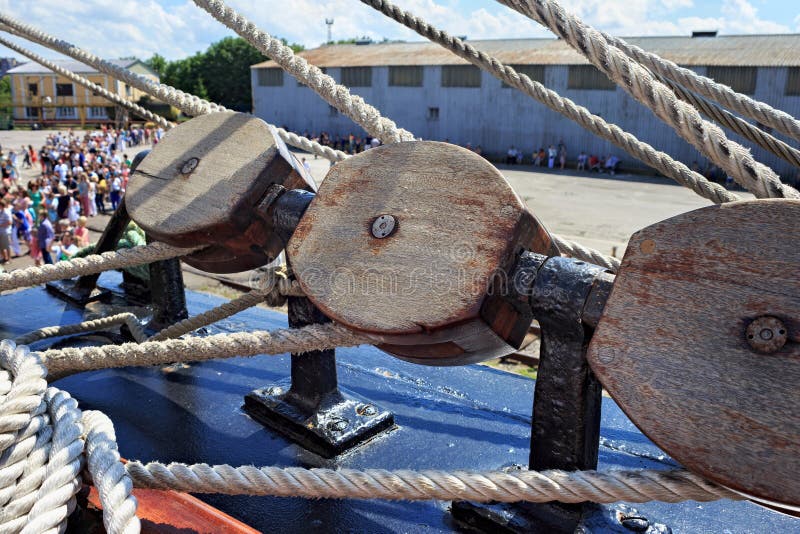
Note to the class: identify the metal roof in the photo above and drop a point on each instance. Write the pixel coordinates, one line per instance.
(726, 50)
(31, 67)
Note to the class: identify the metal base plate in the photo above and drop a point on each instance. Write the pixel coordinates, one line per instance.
(70, 290)
(342, 421)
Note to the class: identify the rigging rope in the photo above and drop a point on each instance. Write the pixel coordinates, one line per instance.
(187, 103)
(325, 86)
(68, 361)
(80, 80)
(94, 263)
(641, 84)
(595, 124)
(735, 124)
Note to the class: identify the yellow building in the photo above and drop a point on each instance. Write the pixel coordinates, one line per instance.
(40, 96)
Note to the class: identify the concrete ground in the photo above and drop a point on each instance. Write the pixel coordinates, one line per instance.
(598, 211)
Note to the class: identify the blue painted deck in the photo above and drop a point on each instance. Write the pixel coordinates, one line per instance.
(470, 417)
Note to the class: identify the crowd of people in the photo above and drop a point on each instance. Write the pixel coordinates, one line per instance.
(80, 174)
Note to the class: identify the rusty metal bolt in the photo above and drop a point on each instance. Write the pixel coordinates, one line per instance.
(189, 165)
(337, 424)
(635, 523)
(766, 334)
(383, 226)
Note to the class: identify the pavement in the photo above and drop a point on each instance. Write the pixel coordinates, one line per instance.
(599, 211)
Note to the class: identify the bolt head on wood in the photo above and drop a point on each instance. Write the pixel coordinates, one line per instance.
(203, 183)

__________

What you will do :: Line by line, reproduce the material above exactly, leaving each picture out.

Answer to the problem ::
Note to the class: identify the metal roof in the photo above and drop a point on each instance. Write the pixel coordinates, one line per instance.
(726, 50)
(31, 67)
Note to the class: identify the metal base plate in the photo above and drop a point on each instance. Write the pixel coordinates, one line per instance.
(70, 290)
(342, 421)
Note to the class: identify the rigging rope in the photo above and drop a point on each instance. Write the pixel coordinates, one line per instance.
(187, 103)
(325, 86)
(68, 361)
(80, 80)
(94, 263)
(641, 84)
(595, 124)
(735, 124)
Note to the class: identify the yellow building in the photo above and drop a point on each instance. Write the pixel coordinates, one line per instance.
(40, 96)
Note to the class: identify the concrete ground in the photo above and drop a point on each instance. Write the pixel coordinates, one line per instance.
(598, 211)
Note to the class: identify the blue painted deck in the photo above and drop a point on each instance. Write the pixel coordinates, one line per instance.
(470, 417)
Note to the class: identify the crowd of people in the photo above and drop a point on each instance. Write the pixel coordinates, one line per instance.
(80, 174)
Note to the class: identify the rusty metal bolt in the photo above and drop a point on each instance. Write the pixel coordinates, one line per instance.
(189, 165)
(337, 424)
(635, 523)
(766, 334)
(383, 226)
Note to the class: identify the pavement in the photo above and drop a point on each instance. Write the pixel coordinates, one line per instance.
(599, 211)
Note to the class: identify the bolt head on wood in the photo above and drop a point on each instance. Write the pixel coordinates, one line per instance.
(203, 183)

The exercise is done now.